[DOCUMENT EXTRACT]
※ ※ ※

BRIEF DESCRIPTION OF THE DRAWINGS
[0017] FIG. 1 (PRIOR ART) is a cross-sectional view showing
delamination of electrode pads in the situation that semiconductor
chip is mounted on a semiconductor package substrate;
[0018] FIGS. 2A to 2E are schematic diagrams of a semiconductor
element and a method for fabricating the same according to the
present invention; and
[0019] FIG. 2E' is a cross-sectional view showing a conductive
element comprising a metal column and a solder material formed on
the metal column.
DETAILED DESCRIPTION OF THE PREFERRED EMBODIMENTS
[0020] The following illustrative embodiments are provided to
illustrate the disclosure of the present invention. However, it
should be understood that the scope of the invention is not limited
to the disclosed embodiments.
[0021] For expository purpose, the drawings showing embodiments of
the structure are semi-diagrammatic and not to scale and,
particularly, some of the dimensions are for the clarity of
presentation and are shown greatly exaggerated in the drawing FIGS.
Similarly, although the views in the drawings for ease of
description generally show similar orientations, this depiction in
the FIGS. is arbitrary for the most part. Generally, the invention
can be operated in and orientation. Likewise, terms, such as "on",
"above", "bottom", "top", "over", "under", and "a/an", are given to
provide a thorough understanding of the invention. The present
invention can also be performed or applied by other different
embodiments. The details of the specification may be on the basis
of different points and applications, and numerous modifications
and variations can be devised without departing from the spirit of
the present invention.
[0022] Please refer to FIGS. 2A through 2E, which are
cross-sectional schematic diagrams of a semiconductor element and a
fabrication method thereof of the present invention.
[0023] As shown in FIG. 2A, a semiconductor silicon substrate 20 is
provided, and a plurality of electrode pads 201 and a passivation
layer 202 are formed on the semiconductor silicon substrate 20 (a
single electrode pad 201 is illustrated here). The semiconductor
silicon substrate 20 is a semiconductor chip or a wafer including a
plurality of chips. A passivation layer 202 covers the
semiconductor silicon substrate 20 and one part of each of the
electrode pads 201 while the other part of each of the electrode
pads 201 being exposed from the passivation layer 202, and a
plurality of openings are formed on the passivation layer 202 that
exposes a part of each of the electrode pads 201. The passivation
layer 202 is made of silicon nitride and is used to protect the
semiconductor silicon substrate 20.
[0024] As shown in FIG. 2B, an encapsulating layer 241 is directly
formed on the exposed part of each of the electrode pads 201, and
is electrically connected to the electrode pads 201, so as to cover
the exposed part of each of the electrode pads 201 and a part of
the passivation layer 202 surrounding the exposed part of each of
the electrode pads 201. The encapsulating layer 241 has a
stack-layered structure and is made of at least a material selected
from the group consisting of titanium, nickel, vanadium, copper and
aluminum. Specifically, the encapsulating layer 241 is made of a
material selected from the group consisting of
titanium/nickel-vanadium alloy/copper (Ti/NiV/Cu),
aluminum/nickel-vanadium alloy/copper (Al/NiV/Cu),
titanium/aluminum (Ti/Al), or titanium/copper/nickel/copper
(Ti/Cu/Ni/Cu).

※ ※ ※

[RECORDED INFORMATION]

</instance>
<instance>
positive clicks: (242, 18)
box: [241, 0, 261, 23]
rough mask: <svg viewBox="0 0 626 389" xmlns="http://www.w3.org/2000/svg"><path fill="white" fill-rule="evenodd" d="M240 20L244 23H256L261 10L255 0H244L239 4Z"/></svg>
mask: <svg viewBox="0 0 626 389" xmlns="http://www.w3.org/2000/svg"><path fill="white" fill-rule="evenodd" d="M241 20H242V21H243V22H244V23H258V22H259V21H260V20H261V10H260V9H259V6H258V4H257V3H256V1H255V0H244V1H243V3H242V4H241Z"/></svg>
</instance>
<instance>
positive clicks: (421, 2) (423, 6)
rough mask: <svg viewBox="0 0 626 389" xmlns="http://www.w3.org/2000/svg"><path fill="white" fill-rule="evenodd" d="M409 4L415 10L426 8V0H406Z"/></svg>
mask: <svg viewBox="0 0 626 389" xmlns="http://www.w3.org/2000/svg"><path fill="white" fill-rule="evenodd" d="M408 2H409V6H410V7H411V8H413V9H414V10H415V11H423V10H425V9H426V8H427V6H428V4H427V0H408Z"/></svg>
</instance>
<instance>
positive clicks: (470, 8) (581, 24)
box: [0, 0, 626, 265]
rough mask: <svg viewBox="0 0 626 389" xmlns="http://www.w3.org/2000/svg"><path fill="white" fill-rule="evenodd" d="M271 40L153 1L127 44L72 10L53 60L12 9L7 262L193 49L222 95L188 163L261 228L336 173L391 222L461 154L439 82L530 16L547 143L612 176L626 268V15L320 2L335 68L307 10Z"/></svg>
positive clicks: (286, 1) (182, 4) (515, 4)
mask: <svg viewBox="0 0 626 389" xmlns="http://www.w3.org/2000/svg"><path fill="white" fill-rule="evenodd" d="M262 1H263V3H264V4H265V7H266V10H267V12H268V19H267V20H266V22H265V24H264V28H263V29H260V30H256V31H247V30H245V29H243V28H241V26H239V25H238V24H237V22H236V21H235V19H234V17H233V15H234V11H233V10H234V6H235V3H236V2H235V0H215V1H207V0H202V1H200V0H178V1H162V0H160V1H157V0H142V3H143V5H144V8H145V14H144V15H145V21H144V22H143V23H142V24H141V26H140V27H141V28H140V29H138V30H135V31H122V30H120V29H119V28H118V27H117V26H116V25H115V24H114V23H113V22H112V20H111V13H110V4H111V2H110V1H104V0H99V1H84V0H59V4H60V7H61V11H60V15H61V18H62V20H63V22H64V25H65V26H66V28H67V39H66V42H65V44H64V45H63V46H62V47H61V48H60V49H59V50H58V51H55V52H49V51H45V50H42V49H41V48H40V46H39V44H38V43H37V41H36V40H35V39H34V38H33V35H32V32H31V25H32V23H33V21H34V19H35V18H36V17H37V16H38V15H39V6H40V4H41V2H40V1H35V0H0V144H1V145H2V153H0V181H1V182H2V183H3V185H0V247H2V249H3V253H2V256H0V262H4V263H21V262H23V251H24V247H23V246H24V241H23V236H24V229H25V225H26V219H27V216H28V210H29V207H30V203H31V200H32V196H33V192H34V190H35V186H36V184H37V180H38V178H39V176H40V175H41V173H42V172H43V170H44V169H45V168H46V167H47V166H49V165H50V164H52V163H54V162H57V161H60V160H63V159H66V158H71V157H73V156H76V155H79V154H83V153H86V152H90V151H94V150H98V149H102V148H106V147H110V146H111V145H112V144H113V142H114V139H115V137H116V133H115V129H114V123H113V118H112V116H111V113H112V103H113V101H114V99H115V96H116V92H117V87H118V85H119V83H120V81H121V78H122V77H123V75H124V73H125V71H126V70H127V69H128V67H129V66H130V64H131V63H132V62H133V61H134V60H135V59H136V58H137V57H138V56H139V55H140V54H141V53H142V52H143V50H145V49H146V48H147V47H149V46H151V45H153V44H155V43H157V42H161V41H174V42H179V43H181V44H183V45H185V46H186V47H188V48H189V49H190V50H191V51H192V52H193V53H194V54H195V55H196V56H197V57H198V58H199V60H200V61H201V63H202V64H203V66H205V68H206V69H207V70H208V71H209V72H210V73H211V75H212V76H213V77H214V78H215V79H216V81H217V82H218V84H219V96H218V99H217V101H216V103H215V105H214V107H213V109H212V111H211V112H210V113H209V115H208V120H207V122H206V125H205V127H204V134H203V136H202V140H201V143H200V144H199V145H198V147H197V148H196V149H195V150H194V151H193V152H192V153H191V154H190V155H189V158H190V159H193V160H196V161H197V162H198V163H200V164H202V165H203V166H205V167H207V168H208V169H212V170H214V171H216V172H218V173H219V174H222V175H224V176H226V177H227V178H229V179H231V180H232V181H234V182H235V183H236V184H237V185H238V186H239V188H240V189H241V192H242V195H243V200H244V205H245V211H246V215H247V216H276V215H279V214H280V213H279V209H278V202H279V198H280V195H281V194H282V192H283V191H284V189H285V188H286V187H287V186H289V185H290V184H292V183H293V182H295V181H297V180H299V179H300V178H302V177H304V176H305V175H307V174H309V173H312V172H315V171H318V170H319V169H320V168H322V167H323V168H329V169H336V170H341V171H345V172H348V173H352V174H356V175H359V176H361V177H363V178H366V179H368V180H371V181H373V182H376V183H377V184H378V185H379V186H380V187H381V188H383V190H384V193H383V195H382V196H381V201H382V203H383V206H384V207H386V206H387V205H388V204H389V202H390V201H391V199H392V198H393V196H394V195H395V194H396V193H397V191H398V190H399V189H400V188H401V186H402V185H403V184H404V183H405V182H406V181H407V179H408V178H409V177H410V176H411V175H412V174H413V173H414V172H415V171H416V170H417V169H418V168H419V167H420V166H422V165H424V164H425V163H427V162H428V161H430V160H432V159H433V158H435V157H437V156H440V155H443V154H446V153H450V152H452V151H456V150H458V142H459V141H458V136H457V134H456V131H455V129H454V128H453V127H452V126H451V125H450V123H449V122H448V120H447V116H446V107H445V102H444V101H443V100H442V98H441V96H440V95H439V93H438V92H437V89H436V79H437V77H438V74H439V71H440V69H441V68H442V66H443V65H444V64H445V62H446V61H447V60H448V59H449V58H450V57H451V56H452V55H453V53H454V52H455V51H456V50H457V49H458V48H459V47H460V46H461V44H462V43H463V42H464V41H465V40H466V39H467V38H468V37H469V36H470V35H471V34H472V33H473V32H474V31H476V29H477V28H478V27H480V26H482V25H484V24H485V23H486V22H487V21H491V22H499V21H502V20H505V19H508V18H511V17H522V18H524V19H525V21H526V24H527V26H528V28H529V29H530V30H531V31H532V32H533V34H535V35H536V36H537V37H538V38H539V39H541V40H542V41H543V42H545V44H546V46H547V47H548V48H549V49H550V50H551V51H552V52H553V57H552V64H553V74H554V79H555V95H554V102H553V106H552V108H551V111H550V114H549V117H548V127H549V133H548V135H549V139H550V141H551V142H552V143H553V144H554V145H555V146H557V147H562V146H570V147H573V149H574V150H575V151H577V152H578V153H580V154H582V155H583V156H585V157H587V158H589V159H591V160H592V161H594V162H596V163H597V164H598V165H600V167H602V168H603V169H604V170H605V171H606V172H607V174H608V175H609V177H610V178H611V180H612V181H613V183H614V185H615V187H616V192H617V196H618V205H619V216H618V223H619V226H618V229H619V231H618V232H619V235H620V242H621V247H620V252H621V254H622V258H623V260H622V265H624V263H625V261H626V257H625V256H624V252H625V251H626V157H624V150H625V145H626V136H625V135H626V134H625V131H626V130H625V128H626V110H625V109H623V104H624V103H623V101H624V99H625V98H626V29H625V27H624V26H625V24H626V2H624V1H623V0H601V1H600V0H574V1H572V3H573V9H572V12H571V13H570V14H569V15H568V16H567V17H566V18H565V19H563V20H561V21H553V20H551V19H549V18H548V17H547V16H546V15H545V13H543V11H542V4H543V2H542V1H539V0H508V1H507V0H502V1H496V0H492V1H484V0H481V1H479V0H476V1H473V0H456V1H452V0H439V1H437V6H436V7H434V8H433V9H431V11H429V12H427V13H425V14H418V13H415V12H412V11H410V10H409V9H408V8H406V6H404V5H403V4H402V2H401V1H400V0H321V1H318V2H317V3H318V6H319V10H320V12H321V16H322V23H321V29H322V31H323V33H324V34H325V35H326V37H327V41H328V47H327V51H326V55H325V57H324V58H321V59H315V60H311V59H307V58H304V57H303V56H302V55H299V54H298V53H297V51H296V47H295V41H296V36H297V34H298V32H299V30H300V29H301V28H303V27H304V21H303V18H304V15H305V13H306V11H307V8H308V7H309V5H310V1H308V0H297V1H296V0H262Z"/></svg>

※ ※ ※

[PARTS OF THE EXERCISE]
(1) According to the semiconductor patent excerpt, what material is the passivation layer made of?
(2) From the semiconductor patent excerpt, reproduce the passage from "[0023] As shown" to "silicon substrate 20.".
(3) Summarize the semiconductor patent excerpt in two sentences.

[SOLUTIONS TO THE EXERCISE]
(1) Silicon nitride.

(2)
[0023] As shown in FIG. 2A, a semiconductor silicon substrate 20 is
provided, and a plurality of electrode pads 201 and a passivation
layer 202 are formed on the semiconductor silicon substrate 20 (a
single electrode pad 201 is illustrated here). The semiconductor
silicon substrate 20 is a semiconductor chip or a wafer including a
plurality of chips. A passivation layer 202 covers the
semiconductor silicon substrate 20 and one part of each of the
electrode pads 201 while the other part of each of the electrode
pads 201 being exposed from the passivation layer 202, and a
plurality of openings are formed on the passivation layer 202 that
exposes a part of each of the electrode pads 201. The passivation
layer 202 is made of silicon nitride and is used to protect the
semiconductor silicon substrate 20.

(3) The excerpt describes drawings of a semiconductor element and its fabrication method, in which a silicon substrate carries electrode pads partly covered by a silicon nitride passivation layer that protects the substrate. An encapsulating layer with a stack-layered structure of metals such as titanium, nickel, vanadium, copper and aluminum is then formed directly on the exposed part of each electrode pad and on the surrounding passivation layer.